→ **Stated goal 1**
Please copy the records word for word, starting at the line that contains "Please provide the mask of every instance of the tree" and ending at the line that contains "364 173 L 366".

Now to the point... what does marriage mean to you?
I know people who won't consider a couple to be committed unless they're married, I know people who have been married for 45+ years, I know people who have been married for 20 years then divorced the moment both kids left home, I know people blah blah blah etc etc etc. Basically everyone sees it differently, has their own opinion on its validity, what it means, what it proves...
So, for the married people... What does it mean to you? Was it religious, are you religious? Has it added a strength to something that might have fizzed out if it wasn't for that piece of paper? Tell me about it 🙂
And, for the unmarried... Will/would you ever get married? If not, why not? Religious? Been married before? As above... I'm interested in your opinion and experience 🙂
Personally I'm in the 'shouldn't need a piece of paper to prove your commitment to each other' camp. Mrsconsequence and I have been together for years and have in the words of our friends/families... 'a much healthier relationship' than those around us who have gone down the marriage route so the only reason we'd be getting a certificate of marriage is if we found out one of us was terminally unwell to make the legal stuff easier. We've considered our friends and families though and at some point we'll have a big party in which we 'celebrate our relationship and future together'. Can't explain in words how much I love her, even when she's a complete nightmare... if marriage was still the norm in society then we'd have been married years ago... but seeing as we live in enlightened times I'm quite happy that we don't need to get a certificate of completing a religious ceremony to prove that to people we don't know 🙂
Now to the point... what does marriage mean to you?
It meant a lot to my partner. She means a lot to me, hence I complied.
'a much healthier relationship' then those around us who have gone down the marriage route
Being married/not married doesn't change your relationship (IMO). If you were married you would be the same two people. But people find it easy to say shit like that.
You can have sex once you are married!
Means nothing to me, partner agree's, so we'll continue to "live in sin".
Now if only I could get her to agree that other ppl's mariages are also point-less, so I don't need to go to them.
Yours, a grump.
It's similar to setting up a company. It puts a partnership on a formal basis which is useful for various legal processes like dissolving the partnership or death.
If you have no intention of it being a permanent partnership then obviously there is no point.
We're completely non religious and always been of the opinion that marriage just a piece of paper or a tax break.
about 3 years ago, I started thinking that getting married would be all of the above, plus an excuse for a good party.
2 years ago, something changed in me and I really wanted to get married, so I asked and she accepted.
1 year ago we got married. Farm in the countryside, married in the barn, sat outside on the lawn in the sunshine with all our friends and close family drinking champagne, eating cake, drinking real ale, eating more cake. Hog roast and live band in the evening in the barn. Awesome.

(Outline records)

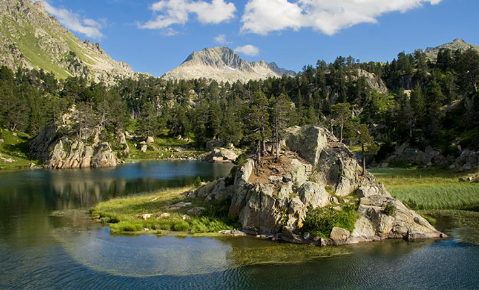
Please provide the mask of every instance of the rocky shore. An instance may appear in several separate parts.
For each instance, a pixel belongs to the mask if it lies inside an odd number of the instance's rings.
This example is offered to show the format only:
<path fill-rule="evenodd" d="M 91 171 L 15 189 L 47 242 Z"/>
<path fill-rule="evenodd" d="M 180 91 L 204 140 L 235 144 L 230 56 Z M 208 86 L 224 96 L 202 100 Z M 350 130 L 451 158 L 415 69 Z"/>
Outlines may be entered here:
--
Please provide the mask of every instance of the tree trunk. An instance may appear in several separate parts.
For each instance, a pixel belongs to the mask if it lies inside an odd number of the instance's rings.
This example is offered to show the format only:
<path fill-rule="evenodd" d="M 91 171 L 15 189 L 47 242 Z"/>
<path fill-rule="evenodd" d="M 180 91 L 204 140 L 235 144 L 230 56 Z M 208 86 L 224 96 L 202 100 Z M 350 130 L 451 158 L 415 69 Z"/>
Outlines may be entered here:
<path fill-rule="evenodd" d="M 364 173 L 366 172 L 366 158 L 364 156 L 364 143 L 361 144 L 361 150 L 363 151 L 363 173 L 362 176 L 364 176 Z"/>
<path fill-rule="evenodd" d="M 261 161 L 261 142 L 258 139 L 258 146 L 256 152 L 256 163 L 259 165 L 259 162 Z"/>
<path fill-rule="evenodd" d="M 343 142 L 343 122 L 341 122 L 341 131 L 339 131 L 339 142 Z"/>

→ **Stated goal 2**
In the marriage discussion, where did the poster who married one year ago hold the wedding ceremony?

→ **Complete response 1**
Please provide the mask of every instance of the tree trunk. An instance may appear in several separate parts.
For each instance, a pixel belongs to the mask if it lies inside an odd number of the instance's rings.
This example is offered to show the format only:
<path fill-rule="evenodd" d="M 91 171 L 15 189 L 47 242 Z"/>
<path fill-rule="evenodd" d="M 180 91 L 204 140 L 235 144 L 230 56 Z M 208 86 L 224 96 L 202 100 Z M 350 130 L 451 158 L 415 69 Z"/>
Outlines may be entered here:
<path fill-rule="evenodd" d="M 364 173 L 366 172 L 366 158 L 364 156 L 364 143 L 361 144 L 361 150 L 363 151 L 363 173 L 362 176 L 364 176 Z"/>

→ **Complete response 2**
In the barn on a farm in the countryside.